PROBLEM TO WORK ON
In the material below, copy out the lines verbatim, starting at the line that contains "crowd in stands." and stopping after the line that contains "[155,117,189,143]".

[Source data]
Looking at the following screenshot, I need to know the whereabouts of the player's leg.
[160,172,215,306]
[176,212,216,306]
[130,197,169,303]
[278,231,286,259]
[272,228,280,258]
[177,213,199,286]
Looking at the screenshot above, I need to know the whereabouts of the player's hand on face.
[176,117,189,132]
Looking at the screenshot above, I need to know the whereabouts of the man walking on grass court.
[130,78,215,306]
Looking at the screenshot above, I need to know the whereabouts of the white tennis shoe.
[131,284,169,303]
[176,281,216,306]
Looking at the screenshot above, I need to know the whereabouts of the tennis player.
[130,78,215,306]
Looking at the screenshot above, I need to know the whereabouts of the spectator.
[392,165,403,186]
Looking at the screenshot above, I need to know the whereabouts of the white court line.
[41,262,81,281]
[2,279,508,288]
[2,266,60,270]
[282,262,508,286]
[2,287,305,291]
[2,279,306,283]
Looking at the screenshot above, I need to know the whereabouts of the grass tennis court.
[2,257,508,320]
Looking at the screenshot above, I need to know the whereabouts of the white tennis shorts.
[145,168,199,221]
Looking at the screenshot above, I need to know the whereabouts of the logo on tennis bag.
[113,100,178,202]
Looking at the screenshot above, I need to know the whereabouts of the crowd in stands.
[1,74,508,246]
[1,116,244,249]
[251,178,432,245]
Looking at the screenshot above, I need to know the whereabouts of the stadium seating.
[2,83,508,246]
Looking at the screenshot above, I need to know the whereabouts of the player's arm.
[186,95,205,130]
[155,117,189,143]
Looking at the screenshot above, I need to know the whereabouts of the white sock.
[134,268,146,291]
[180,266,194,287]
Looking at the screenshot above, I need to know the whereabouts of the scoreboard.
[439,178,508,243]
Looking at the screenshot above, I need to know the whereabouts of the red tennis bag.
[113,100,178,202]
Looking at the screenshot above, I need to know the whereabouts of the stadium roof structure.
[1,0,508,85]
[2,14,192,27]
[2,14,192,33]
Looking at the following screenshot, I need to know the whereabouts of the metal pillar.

ANSWER FOR THIS EXERCISE
Looking at the screenshot above, I need to know the whereabouts of the crowd in stands.
[1,74,508,246]
[1,116,244,249]
[251,178,432,245]
Looking at the screenshot above, I need to know the whereabouts of the stadium seating.
[2,83,508,246]
Looking at the screenshot above, I need to know the whereabouts of the player's arm.
[186,95,205,130]
[155,117,189,143]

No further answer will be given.